The request
Find every line in the material below that contains the word "target" and copy each of those lines out in full.

Data

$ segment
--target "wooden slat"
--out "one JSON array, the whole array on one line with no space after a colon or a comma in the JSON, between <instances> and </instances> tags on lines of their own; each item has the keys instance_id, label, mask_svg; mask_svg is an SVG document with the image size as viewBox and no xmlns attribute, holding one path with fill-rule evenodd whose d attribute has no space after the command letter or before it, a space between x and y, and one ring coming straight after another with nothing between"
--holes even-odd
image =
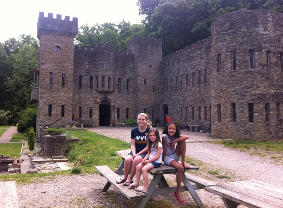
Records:
<instances>
[{"instance_id":1,"label":"wooden slat","mask_svg":"<svg viewBox=\"0 0 283 208\"><path fill-rule=\"evenodd\" d=\"M282 207L271 205L264 201L252 198L244 194L231 191L229 189L227 189L227 188L220 187L219 185L207 187L205 188L205 190L249 208L282 208Z\"/></svg>"},{"instance_id":2,"label":"wooden slat","mask_svg":"<svg viewBox=\"0 0 283 208\"><path fill-rule=\"evenodd\" d=\"M0 208L19 208L15 181L0 182Z\"/></svg>"},{"instance_id":3,"label":"wooden slat","mask_svg":"<svg viewBox=\"0 0 283 208\"><path fill-rule=\"evenodd\" d=\"M120 176L116 174L107 166L95 166L95 168L105 179L128 199L140 198L145 196L145 194L130 189L128 186L124 186L123 183L119 184L116 183L116 181L119 180Z\"/></svg>"}]
</instances>

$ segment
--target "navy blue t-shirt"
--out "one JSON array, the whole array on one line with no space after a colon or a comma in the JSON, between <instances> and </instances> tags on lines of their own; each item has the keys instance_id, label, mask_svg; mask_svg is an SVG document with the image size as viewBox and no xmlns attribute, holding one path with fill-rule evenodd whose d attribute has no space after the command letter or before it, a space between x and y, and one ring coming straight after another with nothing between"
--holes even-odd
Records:
<instances>
[{"instance_id":1,"label":"navy blue t-shirt","mask_svg":"<svg viewBox=\"0 0 283 208\"><path fill-rule=\"evenodd\" d=\"M144 132L141 132L138 127L132 129L131 139L135 139L136 141L136 154L138 153L146 147L147 134L150 128L147 127Z\"/></svg>"}]
</instances>

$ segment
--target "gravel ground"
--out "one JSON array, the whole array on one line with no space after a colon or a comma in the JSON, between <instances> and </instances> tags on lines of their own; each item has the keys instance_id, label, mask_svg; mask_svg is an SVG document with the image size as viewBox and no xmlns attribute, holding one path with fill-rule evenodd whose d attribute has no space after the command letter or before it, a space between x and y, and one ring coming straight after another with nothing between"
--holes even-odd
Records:
<instances>
[{"instance_id":1,"label":"gravel ground","mask_svg":"<svg viewBox=\"0 0 283 208\"><path fill-rule=\"evenodd\" d=\"M93 129L89 130L111 137L114 137L112 135L115 134L116 139L129 142L129 129L116 128L114 131L110 130L110 128ZM160 132L162 131L160 130ZM222 145L203 141L211 139L207 138L207 134L184 132L182 132L182 134L188 135L189 140L194 141L187 143L186 156L202 163L199 171L194 174L217 183L255 179L283 186L282 164L275 164L274 160L268 157L251 156L249 152L235 151ZM217 171L219 174L228 176L231 179L217 178L215 175L208 173L209 170ZM174 183L174 176L166 177ZM107 192L100 192L106 182L99 174L58 176L55 178L44 179L40 183L17 185L18 201L20 208L26 208L137 207L138 201L130 201L113 186ZM204 190L196 191L206 208L225 207L220 197ZM189 194L183 193L187 205L197 208ZM151 203L160 199L169 201L175 207L187 207L179 204L173 194L154 197ZM246 207L241 205L238 207Z\"/></svg>"}]
</instances>

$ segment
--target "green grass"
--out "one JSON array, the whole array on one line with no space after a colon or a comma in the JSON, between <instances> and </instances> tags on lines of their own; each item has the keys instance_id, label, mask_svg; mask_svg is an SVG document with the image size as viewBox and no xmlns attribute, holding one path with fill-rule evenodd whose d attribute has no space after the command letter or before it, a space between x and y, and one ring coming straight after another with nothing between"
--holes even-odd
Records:
<instances>
[{"instance_id":1,"label":"green grass","mask_svg":"<svg viewBox=\"0 0 283 208\"><path fill-rule=\"evenodd\" d=\"M0 144L0 154L9 155L13 158L15 156L17 158L20 157L20 152L22 149L21 143Z\"/></svg>"}]
</instances>

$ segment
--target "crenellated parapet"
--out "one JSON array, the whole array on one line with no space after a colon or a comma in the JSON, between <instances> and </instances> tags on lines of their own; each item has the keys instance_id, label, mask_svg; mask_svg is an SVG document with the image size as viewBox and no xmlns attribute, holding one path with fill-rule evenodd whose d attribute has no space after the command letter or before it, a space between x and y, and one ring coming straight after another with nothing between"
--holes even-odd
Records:
<instances>
[{"instance_id":1,"label":"crenellated parapet","mask_svg":"<svg viewBox=\"0 0 283 208\"><path fill-rule=\"evenodd\" d=\"M53 18L52 13L48 13L48 17L45 17L44 12L40 12L37 32L39 40L42 34L75 37L78 34L78 18L74 17L71 21L70 17L65 16L65 19L62 20L61 14L57 14L56 18Z\"/></svg>"}]
</instances>

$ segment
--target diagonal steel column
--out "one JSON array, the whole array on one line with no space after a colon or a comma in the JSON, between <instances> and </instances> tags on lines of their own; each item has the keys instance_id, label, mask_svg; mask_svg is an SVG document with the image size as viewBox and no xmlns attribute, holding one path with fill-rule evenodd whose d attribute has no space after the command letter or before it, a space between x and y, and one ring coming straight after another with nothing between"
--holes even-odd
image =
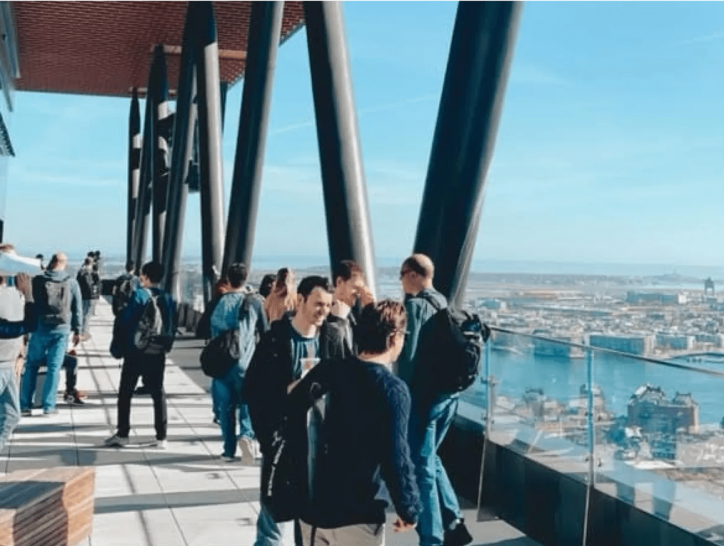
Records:
<instances>
[{"instance_id":1,"label":"diagonal steel column","mask_svg":"<svg viewBox=\"0 0 724 546\"><path fill-rule=\"evenodd\" d=\"M247 268L251 264L266 126L283 14L283 1L251 4L244 91L224 248L224 272L237 261L243 262Z\"/></svg>"},{"instance_id":2,"label":"diagonal steel column","mask_svg":"<svg viewBox=\"0 0 724 546\"><path fill-rule=\"evenodd\" d=\"M221 276L224 251L224 174L222 161L219 45L214 6L207 0L189 3L195 21L198 107L199 176L201 201L201 261L203 293L211 297Z\"/></svg>"},{"instance_id":3,"label":"diagonal steel column","mask_svg":"<svg viewBox=\"0 0 724 546\"><path fill-rule=\"evenodd\" d=\"M305 1L327 232L332 265L353 259L375 290L369 205L340 1Z\"/></svg>"},{"instance_id":4,"label":"diagonal steel column","mask_svg":"<svg viewBox=\"0 0 724 546\"><path fill-rule=\"evenodd\" d=\"M522 1L458 3L415 252L458 306L480 224Z\"/></svg>"},{"instance_id":5,"label":"diagonal steel column","mask_svg":"<svg viewBox=\"0 0 724 546\"><path fill-rule=\"evenodd\" d=\"M156 67L156 86L153 90L153 232L151 245L154 261L161 261L164 225L166 222L169 190L169 138L170 116L169 109L169 80L166 71L164 46L153 50Z\"/></svg>"},{"instance_id":6,"label":"diagonal steel column","mask_svg":"<svg viewBox=\"0 0 724 546\"><path fill-rule=\"evenodd\" d=\"M133 237L135 231L138 182L140 177L140 109L138 93L134 89L128 119L128 214L126 232L126 263L134 259Z\"/></svg>"},{"instance_id":7,"label":"diagonal steel column","mask_svg":"<svg viewBox=\"0 0 724 546\"><path fill-rule=\"evenodd\" d=\"M194 127L196 124L196 80L192 42L193 22L187 11L182 40L181 62L176 93L176 115L174 124L174 146L171 153L169 175L168 213L164 228L162 263L165 269L164 287L178 303L181 301L179 277L181 270L181 248L188 196L189 164L193 153Z\"/></svg>"},{"instance_id":8,"label":"diagonal steel column","mask_svg":"<svg viewBox=\"0 0 724 546\"><path fill-rule=\"evenodd\" d=\"M136 206L136 227L133 237L136 274L140 271L146 259L146 247L148 242L148 221L151 202L153 198L153 93L155 86L155 64L151 67L148 86L146 95L146 112L143 116L143 142L141 148L140 180L138 183L138 202Z\"/></svg>"}]
</instances>

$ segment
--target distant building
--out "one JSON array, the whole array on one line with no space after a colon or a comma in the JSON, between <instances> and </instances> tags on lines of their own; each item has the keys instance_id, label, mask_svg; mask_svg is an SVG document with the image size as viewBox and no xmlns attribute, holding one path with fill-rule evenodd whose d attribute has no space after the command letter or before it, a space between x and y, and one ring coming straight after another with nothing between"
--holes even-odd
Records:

Finished exercise
--target "wooden slat"
--target "navy blue t-shirt"
--target "gravel ground"
--target "green grass"
--target "crenellated parapet"
--target diagonal steel column
--target distant building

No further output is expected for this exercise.